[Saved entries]
= Beginning of Section =
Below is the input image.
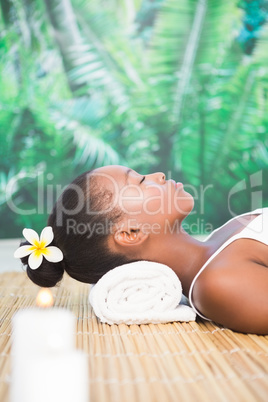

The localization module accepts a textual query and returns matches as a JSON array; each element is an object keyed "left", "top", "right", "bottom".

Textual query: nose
[{"left": 147, "top": 172, "right": 166, "bottom": 183}]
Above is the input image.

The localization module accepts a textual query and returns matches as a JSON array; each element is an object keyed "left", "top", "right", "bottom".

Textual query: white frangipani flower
[{"left": 14, "top": 227, "right": 63, "bottom": 270}]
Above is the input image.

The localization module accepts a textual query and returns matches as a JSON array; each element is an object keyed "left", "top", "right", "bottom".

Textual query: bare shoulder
[{"left": 192, "top": 241, "right": 268, "bottom": 334}]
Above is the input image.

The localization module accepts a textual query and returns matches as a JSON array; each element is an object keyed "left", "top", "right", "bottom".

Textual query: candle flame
[{"left": 36, "top": 288, "right": 54, "bottom": 307}]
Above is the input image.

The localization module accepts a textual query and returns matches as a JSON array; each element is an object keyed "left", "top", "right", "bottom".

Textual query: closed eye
[{"left": 140, "top": 176, "right": 145, "bottom": 184}]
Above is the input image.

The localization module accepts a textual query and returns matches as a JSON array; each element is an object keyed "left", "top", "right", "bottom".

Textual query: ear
[{"left": 114, "top": 228, "right": 149, "bottom": 247}]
= End of Section =
To do -> Images must not appear; print each record precisely as it reads.

Result below ->
Below is the input image.

The localization module accepts a textual query and returns matches as a JSON array; each element is an object keyed "left", "top", "right", "bottom".

Textual query: nose
[{"left": 147, "top": 172, "right": 166, "bottom": 183}]
Above is the input image.

The localization module accepts a textual query and returns matches as a JSON array; each element is an object keyed "left", "top", "right", "bottom".

Textual query: white frangipani flower
[{"left": 14, "top": 227, "right": 63, "bottom": 270}]
Above is the input image.

The localization module accepts a textual query and returns matches as a JSON array; each element is an object keyed "left", "top", "right", "bottom".

Textual query: bare shoulder
[{"left": 192, "top": 241, "right": 268, "bottom": 334}]
Above is the input image.

The localization module accepts a textual query and returns matches as a JSON array; each element is an object keyed "left", "top", "right", "bottom".

Textual query: candle flame
[{"left": 36, "top": 288, "right": 54, "bottom": 307}]
Above is the input image.

The localization module accepts a textual query and returns matches as a JSON array; each element is an object keyed "left", "top", "right", "bottom".

Textual query: closed eye
[{"left": 140, "top": 176, "right": 145, "bottom": 184}]
Above is the input image.

The localization module accepts a textual query and returns matches as a JSON array; each element is an object keyed "left", "top", "right", "bottom".

Textual query: ear
[{"left": 114, "top": 228, "right": 149, "bottom": 247}]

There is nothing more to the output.